Work to be completed:
Lines before the one containing "Question. Locate the car" are left out; copy that line and every later line through the end of the data exactly.

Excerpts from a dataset
'''
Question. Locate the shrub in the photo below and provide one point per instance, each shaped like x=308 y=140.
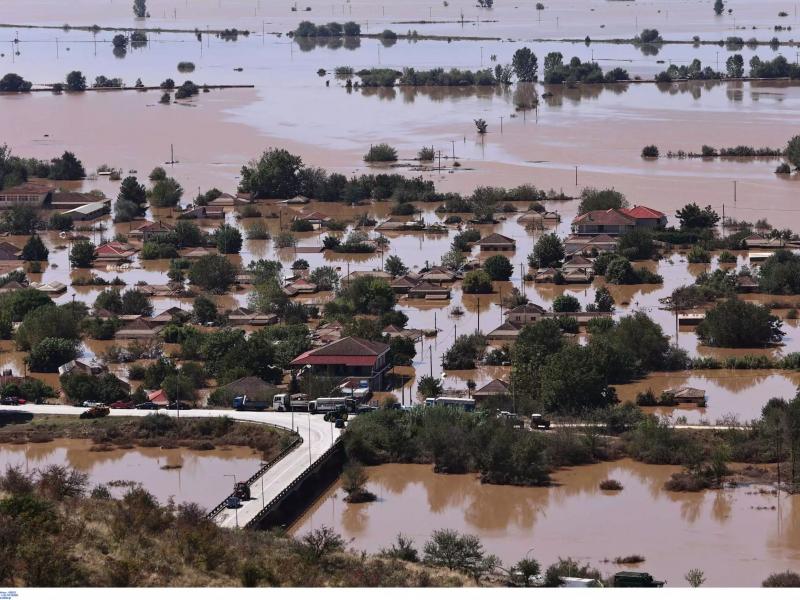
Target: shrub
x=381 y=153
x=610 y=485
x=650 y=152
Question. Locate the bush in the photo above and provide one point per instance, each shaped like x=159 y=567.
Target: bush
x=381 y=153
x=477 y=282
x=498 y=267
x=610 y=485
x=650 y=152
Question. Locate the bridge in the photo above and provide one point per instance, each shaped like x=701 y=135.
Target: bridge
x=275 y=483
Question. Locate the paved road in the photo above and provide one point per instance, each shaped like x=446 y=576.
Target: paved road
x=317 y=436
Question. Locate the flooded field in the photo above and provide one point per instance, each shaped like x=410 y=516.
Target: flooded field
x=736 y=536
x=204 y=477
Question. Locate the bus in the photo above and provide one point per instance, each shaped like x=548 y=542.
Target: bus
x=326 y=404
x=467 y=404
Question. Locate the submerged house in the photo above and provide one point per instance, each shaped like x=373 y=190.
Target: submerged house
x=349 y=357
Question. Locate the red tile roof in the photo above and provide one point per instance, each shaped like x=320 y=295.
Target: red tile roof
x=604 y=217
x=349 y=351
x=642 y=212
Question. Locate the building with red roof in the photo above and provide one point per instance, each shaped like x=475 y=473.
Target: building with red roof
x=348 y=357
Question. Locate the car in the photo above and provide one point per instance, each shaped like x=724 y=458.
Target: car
'''
Solution for this exercise:
Question. Locate the car in the photo above and provide one point per instance, each shaped like x=724 y=458.
Target: car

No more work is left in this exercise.